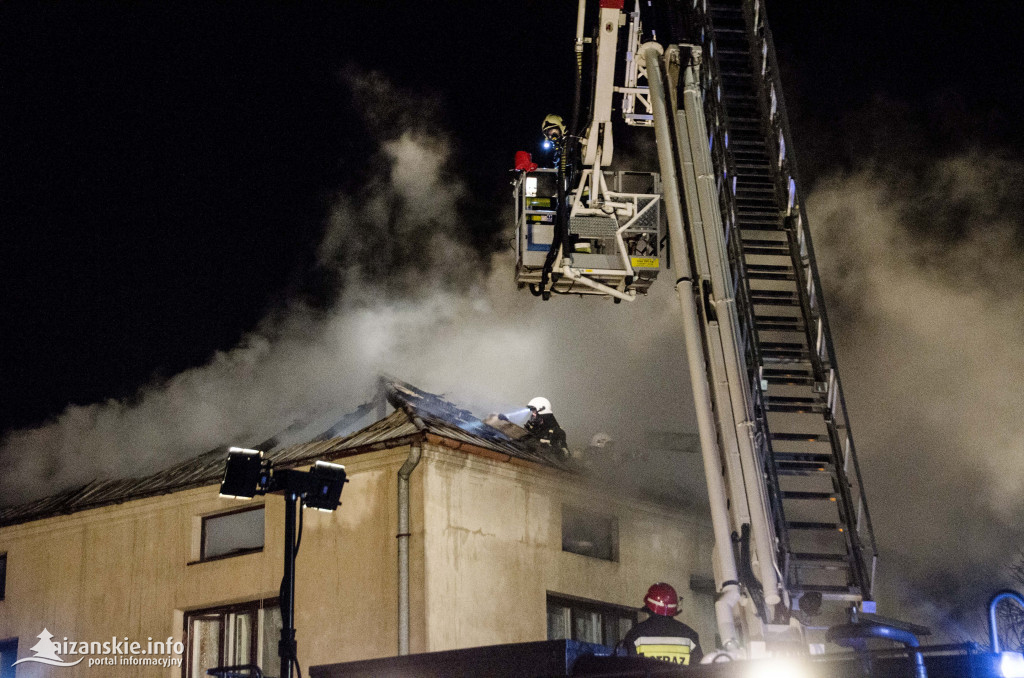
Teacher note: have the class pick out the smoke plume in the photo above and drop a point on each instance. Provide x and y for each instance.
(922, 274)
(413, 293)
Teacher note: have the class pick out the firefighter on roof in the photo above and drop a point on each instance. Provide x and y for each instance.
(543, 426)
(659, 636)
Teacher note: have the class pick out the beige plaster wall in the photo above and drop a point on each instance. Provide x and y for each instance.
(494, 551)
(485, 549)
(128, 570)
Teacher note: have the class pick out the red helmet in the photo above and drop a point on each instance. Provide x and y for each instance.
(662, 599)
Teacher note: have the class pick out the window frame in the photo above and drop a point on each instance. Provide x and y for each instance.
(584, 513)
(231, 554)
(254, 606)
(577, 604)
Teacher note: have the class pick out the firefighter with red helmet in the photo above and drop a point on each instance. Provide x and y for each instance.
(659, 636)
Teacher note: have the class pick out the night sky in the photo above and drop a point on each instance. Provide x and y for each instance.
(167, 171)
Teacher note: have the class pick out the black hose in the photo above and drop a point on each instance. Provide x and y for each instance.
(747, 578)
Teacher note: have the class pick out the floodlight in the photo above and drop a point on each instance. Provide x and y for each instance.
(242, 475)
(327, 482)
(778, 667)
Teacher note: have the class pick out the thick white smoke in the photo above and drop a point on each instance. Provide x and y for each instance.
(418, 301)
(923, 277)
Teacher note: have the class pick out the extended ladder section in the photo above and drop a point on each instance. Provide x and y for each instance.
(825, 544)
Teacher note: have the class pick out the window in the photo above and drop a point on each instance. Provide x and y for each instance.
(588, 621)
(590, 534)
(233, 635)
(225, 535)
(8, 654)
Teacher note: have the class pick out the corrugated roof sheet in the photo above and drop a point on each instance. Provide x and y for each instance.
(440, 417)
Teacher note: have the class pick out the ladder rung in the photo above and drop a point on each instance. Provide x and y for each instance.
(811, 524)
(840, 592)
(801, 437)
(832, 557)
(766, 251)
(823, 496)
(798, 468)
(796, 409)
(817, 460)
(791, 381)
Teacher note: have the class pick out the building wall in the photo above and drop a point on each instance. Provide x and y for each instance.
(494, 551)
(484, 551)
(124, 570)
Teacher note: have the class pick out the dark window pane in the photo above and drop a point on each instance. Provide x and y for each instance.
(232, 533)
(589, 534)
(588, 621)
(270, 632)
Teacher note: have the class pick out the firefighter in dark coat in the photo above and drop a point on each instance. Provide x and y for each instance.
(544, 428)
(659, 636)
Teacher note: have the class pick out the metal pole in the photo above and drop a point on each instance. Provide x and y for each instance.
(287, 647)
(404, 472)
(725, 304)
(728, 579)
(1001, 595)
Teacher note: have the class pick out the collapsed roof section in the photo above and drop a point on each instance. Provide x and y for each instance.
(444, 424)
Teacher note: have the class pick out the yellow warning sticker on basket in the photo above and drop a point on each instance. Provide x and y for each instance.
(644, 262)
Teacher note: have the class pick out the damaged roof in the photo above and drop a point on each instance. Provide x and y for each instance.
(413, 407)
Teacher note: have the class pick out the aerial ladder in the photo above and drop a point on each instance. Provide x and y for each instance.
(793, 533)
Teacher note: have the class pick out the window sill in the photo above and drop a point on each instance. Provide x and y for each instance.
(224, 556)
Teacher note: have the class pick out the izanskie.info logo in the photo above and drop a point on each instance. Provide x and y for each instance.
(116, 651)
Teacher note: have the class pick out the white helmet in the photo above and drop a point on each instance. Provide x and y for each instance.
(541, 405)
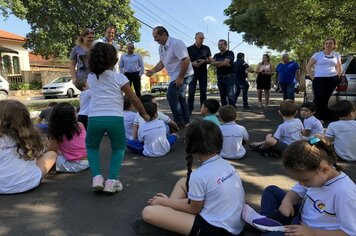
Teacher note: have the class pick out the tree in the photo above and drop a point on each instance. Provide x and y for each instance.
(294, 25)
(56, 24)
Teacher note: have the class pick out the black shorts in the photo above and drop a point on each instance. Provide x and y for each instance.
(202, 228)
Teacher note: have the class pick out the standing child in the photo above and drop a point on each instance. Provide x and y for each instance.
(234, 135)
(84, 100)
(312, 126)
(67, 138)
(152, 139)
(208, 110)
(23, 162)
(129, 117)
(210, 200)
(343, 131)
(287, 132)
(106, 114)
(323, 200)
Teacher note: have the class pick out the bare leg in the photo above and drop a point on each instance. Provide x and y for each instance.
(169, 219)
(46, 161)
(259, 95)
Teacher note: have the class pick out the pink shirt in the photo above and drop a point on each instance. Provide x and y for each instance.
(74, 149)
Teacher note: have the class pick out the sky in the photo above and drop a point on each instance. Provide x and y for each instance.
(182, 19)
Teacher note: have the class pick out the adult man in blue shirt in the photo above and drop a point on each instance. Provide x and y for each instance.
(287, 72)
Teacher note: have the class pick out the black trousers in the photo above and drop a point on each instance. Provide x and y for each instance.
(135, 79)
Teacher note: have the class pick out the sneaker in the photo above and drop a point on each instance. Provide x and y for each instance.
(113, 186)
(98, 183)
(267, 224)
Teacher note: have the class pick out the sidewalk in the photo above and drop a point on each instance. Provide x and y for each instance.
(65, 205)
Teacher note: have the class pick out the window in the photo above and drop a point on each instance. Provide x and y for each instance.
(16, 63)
-*-*-
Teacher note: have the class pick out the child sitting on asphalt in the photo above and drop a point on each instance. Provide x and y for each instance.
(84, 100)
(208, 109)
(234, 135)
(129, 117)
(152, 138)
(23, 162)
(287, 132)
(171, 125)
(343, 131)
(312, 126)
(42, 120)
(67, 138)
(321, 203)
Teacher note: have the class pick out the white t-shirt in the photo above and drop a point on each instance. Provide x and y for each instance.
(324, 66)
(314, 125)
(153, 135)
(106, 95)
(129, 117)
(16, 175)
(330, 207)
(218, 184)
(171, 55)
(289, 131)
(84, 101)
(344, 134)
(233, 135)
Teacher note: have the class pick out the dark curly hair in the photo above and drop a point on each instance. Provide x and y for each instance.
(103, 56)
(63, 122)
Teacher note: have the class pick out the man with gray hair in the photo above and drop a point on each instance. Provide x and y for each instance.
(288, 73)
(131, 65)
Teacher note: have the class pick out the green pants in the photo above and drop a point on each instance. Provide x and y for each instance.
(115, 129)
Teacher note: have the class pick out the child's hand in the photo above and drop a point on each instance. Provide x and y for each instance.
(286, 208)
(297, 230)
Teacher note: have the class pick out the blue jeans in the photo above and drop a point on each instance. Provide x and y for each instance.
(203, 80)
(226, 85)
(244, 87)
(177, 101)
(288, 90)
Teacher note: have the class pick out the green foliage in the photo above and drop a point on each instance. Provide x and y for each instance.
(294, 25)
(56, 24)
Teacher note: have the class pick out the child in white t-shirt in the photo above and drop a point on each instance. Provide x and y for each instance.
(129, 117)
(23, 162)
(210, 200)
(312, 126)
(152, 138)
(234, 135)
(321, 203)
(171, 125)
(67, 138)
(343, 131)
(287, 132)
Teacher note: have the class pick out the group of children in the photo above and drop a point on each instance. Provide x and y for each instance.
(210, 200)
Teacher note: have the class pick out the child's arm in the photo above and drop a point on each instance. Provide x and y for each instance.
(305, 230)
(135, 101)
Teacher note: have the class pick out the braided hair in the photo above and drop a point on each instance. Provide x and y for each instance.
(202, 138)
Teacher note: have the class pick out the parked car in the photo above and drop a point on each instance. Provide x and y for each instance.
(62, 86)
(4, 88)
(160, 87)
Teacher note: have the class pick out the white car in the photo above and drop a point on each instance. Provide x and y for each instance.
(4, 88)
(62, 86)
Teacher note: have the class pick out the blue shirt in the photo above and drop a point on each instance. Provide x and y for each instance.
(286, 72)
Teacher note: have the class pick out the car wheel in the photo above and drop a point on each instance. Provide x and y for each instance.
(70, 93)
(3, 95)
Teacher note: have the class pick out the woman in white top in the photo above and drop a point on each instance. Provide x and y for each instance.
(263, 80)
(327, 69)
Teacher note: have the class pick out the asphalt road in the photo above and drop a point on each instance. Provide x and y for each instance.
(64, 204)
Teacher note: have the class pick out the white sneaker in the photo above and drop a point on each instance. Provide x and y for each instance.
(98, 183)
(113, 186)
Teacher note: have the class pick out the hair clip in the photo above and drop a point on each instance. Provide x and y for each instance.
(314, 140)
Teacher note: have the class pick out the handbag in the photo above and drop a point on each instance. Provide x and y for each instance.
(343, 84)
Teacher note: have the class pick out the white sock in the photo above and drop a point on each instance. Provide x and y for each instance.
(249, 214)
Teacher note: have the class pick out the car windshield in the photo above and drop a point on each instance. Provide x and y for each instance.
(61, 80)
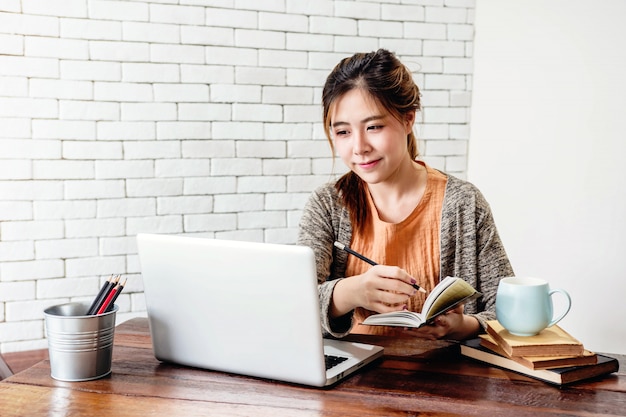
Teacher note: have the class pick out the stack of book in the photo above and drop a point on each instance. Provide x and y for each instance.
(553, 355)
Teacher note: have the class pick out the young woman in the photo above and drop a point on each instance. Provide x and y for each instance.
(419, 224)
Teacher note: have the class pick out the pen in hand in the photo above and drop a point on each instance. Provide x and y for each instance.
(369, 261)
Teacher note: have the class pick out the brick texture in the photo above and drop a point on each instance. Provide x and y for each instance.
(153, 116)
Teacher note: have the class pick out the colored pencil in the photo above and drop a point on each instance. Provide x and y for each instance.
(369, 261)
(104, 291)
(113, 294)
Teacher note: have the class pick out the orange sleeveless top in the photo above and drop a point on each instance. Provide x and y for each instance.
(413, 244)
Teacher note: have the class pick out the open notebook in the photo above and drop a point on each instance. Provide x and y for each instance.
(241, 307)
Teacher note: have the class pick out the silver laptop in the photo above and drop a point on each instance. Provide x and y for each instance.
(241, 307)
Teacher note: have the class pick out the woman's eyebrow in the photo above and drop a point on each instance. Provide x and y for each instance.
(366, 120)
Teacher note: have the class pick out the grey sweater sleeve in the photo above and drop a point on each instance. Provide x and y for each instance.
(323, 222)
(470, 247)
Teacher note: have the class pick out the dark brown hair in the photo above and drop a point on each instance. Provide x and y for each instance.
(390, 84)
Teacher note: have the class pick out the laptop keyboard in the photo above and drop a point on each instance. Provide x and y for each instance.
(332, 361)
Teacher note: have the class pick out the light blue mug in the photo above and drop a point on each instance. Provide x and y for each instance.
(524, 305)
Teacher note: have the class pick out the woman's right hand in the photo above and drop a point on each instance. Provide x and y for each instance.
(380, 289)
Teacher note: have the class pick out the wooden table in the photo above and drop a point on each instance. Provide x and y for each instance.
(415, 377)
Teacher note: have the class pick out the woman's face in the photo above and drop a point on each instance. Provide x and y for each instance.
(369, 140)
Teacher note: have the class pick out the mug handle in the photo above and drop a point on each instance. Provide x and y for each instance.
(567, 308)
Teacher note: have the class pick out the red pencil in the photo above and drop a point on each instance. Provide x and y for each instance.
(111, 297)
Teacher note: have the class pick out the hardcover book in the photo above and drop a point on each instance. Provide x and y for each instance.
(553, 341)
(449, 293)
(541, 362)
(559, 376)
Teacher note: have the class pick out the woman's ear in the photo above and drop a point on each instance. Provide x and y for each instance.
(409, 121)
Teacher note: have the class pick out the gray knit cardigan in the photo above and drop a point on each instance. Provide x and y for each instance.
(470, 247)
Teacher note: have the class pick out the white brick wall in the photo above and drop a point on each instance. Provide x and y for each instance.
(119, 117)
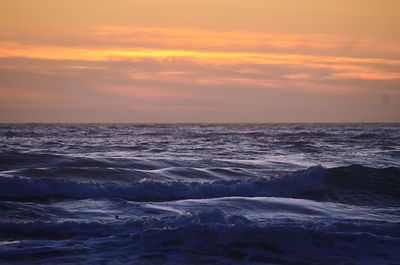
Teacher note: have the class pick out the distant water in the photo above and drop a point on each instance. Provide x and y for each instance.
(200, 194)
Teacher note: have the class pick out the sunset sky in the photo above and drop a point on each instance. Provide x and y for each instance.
-*-*-
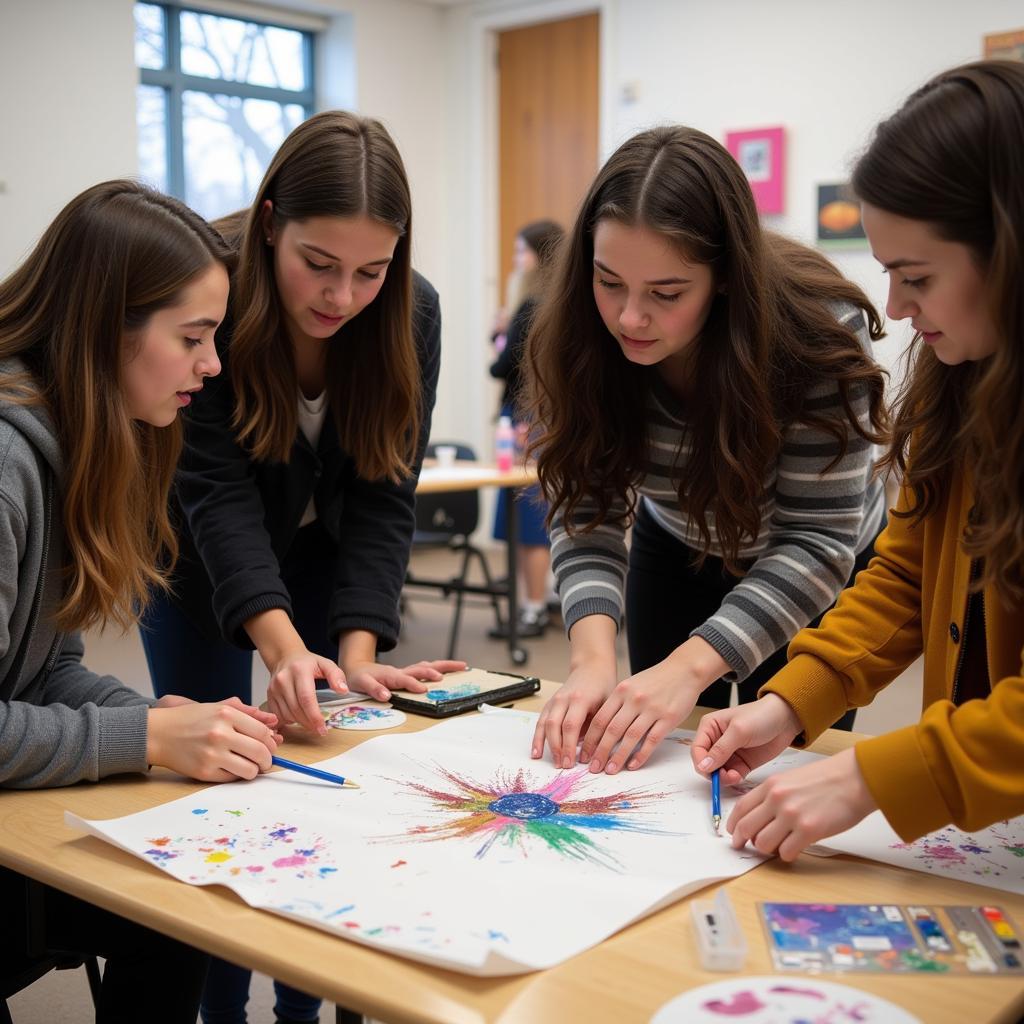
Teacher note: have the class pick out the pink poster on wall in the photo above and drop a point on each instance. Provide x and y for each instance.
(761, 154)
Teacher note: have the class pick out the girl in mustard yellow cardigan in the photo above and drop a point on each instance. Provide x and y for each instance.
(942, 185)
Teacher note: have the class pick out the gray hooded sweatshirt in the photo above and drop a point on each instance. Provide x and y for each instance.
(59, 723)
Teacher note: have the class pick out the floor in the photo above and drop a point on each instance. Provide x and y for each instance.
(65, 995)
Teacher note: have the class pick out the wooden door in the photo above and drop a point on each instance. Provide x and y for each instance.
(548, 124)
-*-*-
> PROBLEM TO SOLVE
From the data above, extract each line that contains the string "brick", matching its case exactly.

> RESPONSE
Teacher note: have the class pick out the brick texture in the photo above and drop a point on each instance. Provide x and y for each instance.
Teacher note: have the class pick out the white brick wall in the photo above and drop a point on each instance. Provide x and y for each instance.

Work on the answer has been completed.